• [Problem description]:
Everything from the line holding "Point out the white vase" through the last line below must be repeated exactly, and nothing else.

BEGIN Records supplied

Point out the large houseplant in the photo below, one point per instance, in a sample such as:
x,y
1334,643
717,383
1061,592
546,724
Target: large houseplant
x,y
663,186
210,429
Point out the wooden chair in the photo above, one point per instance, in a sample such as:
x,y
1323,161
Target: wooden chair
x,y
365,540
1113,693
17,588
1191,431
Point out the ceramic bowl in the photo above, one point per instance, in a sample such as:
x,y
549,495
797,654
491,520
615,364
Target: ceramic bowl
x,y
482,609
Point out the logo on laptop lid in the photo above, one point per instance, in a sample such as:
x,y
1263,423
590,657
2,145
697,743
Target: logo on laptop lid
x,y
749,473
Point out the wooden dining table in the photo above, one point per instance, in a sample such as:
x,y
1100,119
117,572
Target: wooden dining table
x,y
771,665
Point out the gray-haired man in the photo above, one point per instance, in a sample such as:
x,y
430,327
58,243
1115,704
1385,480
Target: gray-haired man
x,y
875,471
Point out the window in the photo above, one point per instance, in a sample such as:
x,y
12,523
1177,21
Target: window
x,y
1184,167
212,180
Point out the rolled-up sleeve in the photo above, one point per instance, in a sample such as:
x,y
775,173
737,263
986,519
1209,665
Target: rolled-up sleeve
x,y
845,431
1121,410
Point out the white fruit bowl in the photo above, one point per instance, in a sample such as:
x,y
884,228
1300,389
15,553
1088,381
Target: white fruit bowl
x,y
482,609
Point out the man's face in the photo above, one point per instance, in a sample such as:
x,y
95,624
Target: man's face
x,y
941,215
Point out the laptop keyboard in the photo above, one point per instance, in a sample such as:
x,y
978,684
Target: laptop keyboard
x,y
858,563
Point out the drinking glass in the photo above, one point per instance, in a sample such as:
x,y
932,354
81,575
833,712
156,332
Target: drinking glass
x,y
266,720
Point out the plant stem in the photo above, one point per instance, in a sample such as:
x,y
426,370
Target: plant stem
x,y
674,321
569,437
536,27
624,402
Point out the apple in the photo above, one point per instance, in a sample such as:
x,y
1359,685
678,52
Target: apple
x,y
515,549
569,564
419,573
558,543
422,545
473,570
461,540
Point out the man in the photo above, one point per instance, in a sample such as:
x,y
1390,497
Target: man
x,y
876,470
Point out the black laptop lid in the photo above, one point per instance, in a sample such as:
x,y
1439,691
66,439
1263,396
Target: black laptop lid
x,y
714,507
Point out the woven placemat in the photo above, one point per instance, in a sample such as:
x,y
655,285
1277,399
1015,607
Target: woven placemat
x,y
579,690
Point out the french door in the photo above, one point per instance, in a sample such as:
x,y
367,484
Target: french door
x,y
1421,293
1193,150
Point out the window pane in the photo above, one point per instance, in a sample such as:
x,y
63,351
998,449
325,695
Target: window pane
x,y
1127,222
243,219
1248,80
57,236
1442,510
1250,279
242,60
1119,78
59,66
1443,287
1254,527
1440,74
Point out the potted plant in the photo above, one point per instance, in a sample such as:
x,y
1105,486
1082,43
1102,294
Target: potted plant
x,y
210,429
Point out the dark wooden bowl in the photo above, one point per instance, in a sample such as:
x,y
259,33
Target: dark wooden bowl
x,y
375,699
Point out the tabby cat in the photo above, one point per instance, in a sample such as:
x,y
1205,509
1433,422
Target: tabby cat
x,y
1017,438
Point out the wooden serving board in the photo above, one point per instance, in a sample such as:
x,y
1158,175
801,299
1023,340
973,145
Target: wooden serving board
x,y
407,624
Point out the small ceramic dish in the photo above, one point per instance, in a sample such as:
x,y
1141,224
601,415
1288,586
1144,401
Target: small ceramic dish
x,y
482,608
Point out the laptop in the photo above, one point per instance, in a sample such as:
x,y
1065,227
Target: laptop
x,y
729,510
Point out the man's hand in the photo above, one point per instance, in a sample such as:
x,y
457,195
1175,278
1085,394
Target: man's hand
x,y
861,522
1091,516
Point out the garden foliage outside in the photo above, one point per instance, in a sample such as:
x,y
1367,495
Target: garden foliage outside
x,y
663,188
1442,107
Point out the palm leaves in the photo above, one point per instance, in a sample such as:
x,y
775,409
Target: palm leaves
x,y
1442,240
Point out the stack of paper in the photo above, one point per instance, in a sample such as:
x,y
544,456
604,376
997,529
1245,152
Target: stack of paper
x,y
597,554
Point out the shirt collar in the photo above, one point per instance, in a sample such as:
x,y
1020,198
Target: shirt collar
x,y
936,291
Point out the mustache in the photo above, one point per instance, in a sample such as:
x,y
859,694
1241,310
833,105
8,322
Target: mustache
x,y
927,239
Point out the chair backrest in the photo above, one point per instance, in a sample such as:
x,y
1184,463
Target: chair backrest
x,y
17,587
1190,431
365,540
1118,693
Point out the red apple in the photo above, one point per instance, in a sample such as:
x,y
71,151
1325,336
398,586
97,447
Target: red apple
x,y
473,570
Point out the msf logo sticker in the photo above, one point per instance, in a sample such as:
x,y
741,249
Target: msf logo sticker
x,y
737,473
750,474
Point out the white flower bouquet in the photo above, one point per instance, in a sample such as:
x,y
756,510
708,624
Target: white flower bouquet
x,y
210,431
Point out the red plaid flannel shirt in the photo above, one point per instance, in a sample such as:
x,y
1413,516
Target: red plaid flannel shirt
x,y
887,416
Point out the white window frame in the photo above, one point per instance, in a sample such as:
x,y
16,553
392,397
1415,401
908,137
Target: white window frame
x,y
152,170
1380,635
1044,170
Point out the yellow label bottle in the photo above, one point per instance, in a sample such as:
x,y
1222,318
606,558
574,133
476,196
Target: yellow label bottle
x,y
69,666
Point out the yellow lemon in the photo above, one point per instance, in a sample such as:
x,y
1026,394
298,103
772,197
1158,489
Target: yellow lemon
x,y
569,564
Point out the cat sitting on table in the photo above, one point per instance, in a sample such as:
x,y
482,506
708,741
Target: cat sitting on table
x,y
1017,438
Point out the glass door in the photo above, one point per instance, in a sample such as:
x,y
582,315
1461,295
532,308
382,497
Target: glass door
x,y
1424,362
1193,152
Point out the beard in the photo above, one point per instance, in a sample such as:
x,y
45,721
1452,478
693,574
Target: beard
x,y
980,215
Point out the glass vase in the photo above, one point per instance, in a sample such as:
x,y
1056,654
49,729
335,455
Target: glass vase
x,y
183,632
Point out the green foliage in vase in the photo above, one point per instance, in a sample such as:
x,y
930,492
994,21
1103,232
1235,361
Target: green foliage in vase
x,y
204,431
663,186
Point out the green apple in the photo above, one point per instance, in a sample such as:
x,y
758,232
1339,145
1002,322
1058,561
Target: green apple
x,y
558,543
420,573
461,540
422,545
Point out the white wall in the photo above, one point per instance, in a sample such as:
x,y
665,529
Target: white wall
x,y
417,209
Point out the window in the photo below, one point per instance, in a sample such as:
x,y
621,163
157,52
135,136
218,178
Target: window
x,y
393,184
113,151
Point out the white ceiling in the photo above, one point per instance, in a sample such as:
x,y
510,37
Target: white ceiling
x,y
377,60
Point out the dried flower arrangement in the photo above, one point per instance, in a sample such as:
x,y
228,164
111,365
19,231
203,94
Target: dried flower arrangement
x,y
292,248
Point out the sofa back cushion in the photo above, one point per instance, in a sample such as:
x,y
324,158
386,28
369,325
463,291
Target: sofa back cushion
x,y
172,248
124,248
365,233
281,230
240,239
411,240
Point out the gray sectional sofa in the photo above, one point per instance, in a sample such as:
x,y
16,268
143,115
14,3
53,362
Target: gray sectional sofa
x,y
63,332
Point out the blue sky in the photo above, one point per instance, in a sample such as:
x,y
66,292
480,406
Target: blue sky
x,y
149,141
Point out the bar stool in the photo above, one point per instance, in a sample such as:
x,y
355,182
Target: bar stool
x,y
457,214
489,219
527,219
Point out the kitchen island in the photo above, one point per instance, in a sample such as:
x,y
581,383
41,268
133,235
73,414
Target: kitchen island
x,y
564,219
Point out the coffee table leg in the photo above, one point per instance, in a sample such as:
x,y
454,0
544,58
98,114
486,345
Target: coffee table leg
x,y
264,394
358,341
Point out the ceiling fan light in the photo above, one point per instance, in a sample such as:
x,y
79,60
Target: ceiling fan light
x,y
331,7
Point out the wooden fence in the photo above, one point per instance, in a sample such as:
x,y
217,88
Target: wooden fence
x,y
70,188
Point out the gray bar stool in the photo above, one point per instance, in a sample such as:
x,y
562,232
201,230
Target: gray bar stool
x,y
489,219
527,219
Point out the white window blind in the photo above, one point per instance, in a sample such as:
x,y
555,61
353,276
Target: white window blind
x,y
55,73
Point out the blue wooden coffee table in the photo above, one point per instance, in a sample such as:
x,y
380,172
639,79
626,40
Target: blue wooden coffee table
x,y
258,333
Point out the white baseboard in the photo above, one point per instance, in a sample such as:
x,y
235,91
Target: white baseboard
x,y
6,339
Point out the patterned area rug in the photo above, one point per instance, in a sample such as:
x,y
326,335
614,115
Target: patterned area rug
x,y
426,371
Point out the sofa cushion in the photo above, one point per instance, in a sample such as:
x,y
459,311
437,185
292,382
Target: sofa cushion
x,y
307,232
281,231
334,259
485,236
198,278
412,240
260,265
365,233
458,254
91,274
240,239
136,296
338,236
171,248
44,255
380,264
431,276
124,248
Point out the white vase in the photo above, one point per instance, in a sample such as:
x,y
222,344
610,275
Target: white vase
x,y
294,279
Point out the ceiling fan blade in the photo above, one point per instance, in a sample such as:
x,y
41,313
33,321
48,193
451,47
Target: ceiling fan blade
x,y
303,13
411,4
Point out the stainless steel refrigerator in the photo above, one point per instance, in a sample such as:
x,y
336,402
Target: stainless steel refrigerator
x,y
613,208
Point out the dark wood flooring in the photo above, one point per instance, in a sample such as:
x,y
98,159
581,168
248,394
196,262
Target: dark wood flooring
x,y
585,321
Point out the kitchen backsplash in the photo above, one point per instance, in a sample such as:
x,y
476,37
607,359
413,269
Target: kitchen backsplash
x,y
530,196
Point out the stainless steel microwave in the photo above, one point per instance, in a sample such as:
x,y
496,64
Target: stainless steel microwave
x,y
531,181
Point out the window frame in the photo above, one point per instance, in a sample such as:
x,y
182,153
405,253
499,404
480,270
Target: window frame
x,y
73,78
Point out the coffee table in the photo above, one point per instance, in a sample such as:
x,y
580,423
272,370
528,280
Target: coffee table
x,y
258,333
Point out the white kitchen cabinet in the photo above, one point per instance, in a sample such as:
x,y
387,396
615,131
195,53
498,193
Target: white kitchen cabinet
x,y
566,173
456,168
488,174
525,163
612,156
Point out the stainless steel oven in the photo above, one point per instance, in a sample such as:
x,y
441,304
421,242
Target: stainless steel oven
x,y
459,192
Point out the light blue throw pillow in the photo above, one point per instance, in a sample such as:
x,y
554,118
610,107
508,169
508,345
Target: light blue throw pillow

END Records supplied

• [Response to this task]:
Point out the white vase in the photo above, one point per instance, in a sample such as:
x,y
222,344
610,275
Target: white vase
x,y
294,279
Point out the ceiling fan blade in the photo above, one point per instance, in a sample such as:
x,y
41,313
33,321
48,193
451,47
Target: ceiling fan blade
x,y
303,13
411,4
Point out the stainless steel refrigerator in the photo above, one point per instance, in a sample such as:
x,y
336,402
Target: stainless steel refrigerator
x,y
613,208
Point out the dark wood flooring in the photo above, one point per instance, in a sample such as:
x,y
98,159
581,168
248,394
196,262
Target: dark wood flooring
x,y
585,321
Point out the kitchen backsplash in the photo above, one point per instance, in a sample such as:
x,y
476,37
607,359
413,269
Target: kitchen backsplash
x,y
530,196
Point out the stainless steel microwave in the photo above, one point per instance, in a sample such as:
x,y
496,64
Target: stainless steel microwave
x,y
531,181
Point out the window frame in the photo above, one point per instance, in a sample such as:
x,y
182,153
405,253
499,404
480,270
Target: window frame
x,y
73,78
Point out the coffee table in the photo above, one point per instance, in a sample such as:
x,y
580,423
272,370
528,280
Target: coffee table
x,y
258,333
Point out the white kitchen cabinet in the photo above, one point per instance, in a sample such as:
x,y
387,396
615,131
195,53
498,193
Target: white kitchen cabinet
x,y
566,173
456,168
488,174
525,163
612,156
Point out the stainless steel oven in the photo above, one point per instance, in a sample such as:
x,y
441,304
421,242
Target: stainless steel oven
x,y
459,192
Point out the light blue throw pillow in the photo above, one point per instance, in a sample such as:
x,y
554,118
610,107
508,169
508,345
Target: light blue throw pillow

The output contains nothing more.